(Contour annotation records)
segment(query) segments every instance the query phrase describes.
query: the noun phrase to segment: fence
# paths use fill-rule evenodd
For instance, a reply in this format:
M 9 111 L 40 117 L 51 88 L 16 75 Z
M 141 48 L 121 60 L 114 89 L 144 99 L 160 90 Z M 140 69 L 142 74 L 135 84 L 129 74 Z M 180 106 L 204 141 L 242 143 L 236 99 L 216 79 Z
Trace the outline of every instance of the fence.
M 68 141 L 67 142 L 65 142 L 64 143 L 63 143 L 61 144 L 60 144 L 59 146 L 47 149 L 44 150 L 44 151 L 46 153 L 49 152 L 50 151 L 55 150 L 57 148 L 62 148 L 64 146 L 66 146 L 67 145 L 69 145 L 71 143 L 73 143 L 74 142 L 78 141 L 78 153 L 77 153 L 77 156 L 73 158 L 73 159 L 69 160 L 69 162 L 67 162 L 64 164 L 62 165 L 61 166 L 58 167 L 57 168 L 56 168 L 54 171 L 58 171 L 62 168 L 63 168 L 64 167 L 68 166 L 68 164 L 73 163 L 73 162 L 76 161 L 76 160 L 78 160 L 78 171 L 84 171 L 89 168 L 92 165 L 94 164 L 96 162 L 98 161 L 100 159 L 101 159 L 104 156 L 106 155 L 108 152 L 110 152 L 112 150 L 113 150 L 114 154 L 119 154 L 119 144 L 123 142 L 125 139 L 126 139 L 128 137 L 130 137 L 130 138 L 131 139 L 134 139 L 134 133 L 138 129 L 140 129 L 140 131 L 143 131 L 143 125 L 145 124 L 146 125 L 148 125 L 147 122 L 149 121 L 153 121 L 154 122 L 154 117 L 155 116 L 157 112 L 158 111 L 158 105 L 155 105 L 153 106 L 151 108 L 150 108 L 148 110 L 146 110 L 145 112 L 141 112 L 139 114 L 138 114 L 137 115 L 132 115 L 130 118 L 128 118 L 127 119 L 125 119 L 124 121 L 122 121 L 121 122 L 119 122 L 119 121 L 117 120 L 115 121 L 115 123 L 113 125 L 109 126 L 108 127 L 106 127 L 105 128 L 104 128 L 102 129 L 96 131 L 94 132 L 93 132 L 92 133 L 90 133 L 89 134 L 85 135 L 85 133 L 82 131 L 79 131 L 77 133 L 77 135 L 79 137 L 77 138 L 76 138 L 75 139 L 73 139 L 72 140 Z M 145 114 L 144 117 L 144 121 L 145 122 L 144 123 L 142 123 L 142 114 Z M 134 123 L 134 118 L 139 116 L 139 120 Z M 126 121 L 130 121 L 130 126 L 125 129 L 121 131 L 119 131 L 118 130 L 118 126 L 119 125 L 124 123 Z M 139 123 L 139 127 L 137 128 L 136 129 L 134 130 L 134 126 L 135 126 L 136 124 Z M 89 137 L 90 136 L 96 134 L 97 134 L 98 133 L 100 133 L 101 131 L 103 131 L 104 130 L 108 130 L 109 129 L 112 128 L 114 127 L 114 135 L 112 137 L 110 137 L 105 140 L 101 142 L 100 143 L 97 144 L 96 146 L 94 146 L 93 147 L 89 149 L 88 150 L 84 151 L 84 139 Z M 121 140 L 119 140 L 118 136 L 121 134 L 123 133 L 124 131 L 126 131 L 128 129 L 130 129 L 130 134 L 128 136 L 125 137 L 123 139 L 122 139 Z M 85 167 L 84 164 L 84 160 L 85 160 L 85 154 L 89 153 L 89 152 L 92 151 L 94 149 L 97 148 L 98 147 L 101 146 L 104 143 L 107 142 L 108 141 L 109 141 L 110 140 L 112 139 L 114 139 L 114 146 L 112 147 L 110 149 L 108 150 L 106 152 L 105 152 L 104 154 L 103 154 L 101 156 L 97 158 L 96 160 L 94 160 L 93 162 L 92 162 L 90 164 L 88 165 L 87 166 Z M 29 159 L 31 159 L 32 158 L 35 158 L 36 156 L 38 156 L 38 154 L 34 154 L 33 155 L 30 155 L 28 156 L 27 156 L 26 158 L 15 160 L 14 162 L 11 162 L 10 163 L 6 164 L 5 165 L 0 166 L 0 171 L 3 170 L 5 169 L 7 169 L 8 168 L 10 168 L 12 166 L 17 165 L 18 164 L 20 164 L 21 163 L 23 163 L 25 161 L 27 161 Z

= Goal =
Copy the rows word for word, from the first line up to and including the line that contains "Trace the outline".

= Complete output =
segment(query) segments every instance the query phrase describes.
query: the noun phrase to segment: fence
# paths use fill-rule evenodd
For instance, a reply in this format:
M 9 111 L 40 117 L 51 88 L 16 75 Z
M 141 48 L 121 60 L 114 89 L 144 99 L 160 90 Z M 140 69 L 142 74 L 135 84 L 129 74 Z M 180 106 L 204 141 L 242 143 L 236 99 L 216 79 Z
Trace the outline of every instance of the fence.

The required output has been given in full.